Next Friday, May 23, 2014

MAKING FRIENDS

One of the fringe benefits of me working for Playboy in the job that I did, was an opportunity to meet the most interesting and creative people from around the world, many of them have become lifelong friends. More importantly, it allowed me to maintain those friendships by not fading into out of sight, out of mind state. Because I had no geographical barriers. It also allowed me to re-kindle non-Playboy relationships. Among them Dieter (Stark), whom I had originally met and worked with at Burda in Offenburg.

HUGH GRANT IN MY SHOES

Prowling The Streets Of Beverly Hills

Haresh Shah

moneyrose3

The media had field days following Four Weddings and a Funeral and Notting Hill star, Hugh Grant’s tryst with Divine Brown, on the night of June 27, 1995. And it wasn’t only the tabloid press but also mainstream media and the network talk shows like Late Night With Jay Leno and Larry King Live couldn’t well ignore their LAPD mug shots splattered all over the printed pages and on the television screens. On his Late Night Show, Jay Leno came right out and asked: what the hell were you thinking?Grant’s answer: I think, you know, in life what’s a good thing to do and what’s a bad thing, and I did a bad thing…and there you have it. His whole body twisting and turning this way and that, the boyish Grant squirmed in his hot seat as if run over by an eighteen wheeler. But he kept his sense of humor and got the roaring applause of approval from Leno’s enthusiastic audience.

On Larry King Live, he elaborated: I could accept some of the things that people have explained, ‘stress,’ ‘pressure,’ ‘loneliness’ — that that was the reason. But that would be false. Psychoanalysis is more of an American syndrome. In the end you have to come clean and say ‘I did something dishonorable, shabby and goatish.

Fair enough. I couldn’t help but admire his candidness instead of hiding behind some psychological mumbo jumbo. Especially also because he had so much to lose. His budding career. His stunningly beautiful model/actress girlfriend Elizabeth Hurley. He faced up to the fact that he had picked up a prostitute off the street in Beverly Hills and was caught by a Los Angeles police receiving oral sex in his BMW. And I couldn’t help but think that nineteen years earlier, it could have been me in my Buick also in Beverly Hills. Uncaught.

_DATA_:
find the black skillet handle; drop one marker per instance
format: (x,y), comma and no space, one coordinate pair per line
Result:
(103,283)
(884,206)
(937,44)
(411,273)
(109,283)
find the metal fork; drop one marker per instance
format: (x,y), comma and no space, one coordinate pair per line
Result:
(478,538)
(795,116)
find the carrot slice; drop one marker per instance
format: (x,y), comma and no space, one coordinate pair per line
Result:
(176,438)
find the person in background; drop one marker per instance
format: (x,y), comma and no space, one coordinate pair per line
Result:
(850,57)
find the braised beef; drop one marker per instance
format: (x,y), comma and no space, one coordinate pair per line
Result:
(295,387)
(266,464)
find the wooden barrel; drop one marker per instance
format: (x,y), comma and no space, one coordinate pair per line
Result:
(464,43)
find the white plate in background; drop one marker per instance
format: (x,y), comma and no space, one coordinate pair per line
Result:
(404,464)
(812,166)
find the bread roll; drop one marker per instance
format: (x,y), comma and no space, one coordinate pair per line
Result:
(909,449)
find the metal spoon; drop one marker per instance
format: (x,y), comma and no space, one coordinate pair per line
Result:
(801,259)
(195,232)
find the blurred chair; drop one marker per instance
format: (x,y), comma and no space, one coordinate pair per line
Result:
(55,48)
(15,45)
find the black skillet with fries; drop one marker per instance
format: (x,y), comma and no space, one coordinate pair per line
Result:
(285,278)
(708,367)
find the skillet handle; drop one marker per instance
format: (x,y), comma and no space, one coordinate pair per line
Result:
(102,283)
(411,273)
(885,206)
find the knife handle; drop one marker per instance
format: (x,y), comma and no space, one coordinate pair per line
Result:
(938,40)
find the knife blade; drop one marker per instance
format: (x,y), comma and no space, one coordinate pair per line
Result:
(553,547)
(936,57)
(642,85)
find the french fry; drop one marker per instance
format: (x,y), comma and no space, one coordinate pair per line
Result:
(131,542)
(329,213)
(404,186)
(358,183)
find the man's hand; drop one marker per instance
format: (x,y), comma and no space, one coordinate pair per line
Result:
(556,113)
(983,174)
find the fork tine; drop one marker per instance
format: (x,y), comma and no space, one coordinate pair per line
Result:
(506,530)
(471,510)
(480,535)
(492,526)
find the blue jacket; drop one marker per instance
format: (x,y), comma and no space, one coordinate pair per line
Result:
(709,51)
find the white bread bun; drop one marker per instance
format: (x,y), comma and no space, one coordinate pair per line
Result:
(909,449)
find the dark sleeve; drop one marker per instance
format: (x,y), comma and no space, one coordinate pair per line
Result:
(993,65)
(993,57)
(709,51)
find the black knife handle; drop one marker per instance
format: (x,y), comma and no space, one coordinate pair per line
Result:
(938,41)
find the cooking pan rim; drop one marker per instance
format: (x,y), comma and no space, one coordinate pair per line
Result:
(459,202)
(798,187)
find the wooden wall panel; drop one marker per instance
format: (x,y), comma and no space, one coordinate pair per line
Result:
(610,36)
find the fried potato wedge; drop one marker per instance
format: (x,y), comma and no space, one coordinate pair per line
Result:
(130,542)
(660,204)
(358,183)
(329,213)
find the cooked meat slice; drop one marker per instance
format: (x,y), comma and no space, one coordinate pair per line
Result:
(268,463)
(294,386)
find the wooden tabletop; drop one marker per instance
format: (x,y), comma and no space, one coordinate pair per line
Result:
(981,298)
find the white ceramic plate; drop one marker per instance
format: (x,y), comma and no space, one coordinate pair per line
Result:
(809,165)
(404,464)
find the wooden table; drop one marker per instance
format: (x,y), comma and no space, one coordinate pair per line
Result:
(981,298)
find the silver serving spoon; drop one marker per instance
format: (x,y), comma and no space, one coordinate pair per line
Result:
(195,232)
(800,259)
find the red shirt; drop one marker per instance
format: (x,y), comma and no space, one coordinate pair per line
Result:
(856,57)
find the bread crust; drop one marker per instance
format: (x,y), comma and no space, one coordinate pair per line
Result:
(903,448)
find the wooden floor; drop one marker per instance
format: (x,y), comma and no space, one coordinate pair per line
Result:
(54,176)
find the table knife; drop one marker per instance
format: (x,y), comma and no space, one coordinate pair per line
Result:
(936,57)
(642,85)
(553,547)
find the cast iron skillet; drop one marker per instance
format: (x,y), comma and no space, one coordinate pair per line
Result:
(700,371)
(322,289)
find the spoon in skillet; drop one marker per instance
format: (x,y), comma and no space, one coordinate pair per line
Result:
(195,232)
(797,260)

_YOUR ASSIGNMENT_:
List the explanations that, according to Grant on Larry King Live in the Hugh Grant piece, people had offered for his behavior. The records have no connection to the Hugh Grant piece.

_RESULT OF THE EXERCISE_:
stress, pressure, loneliness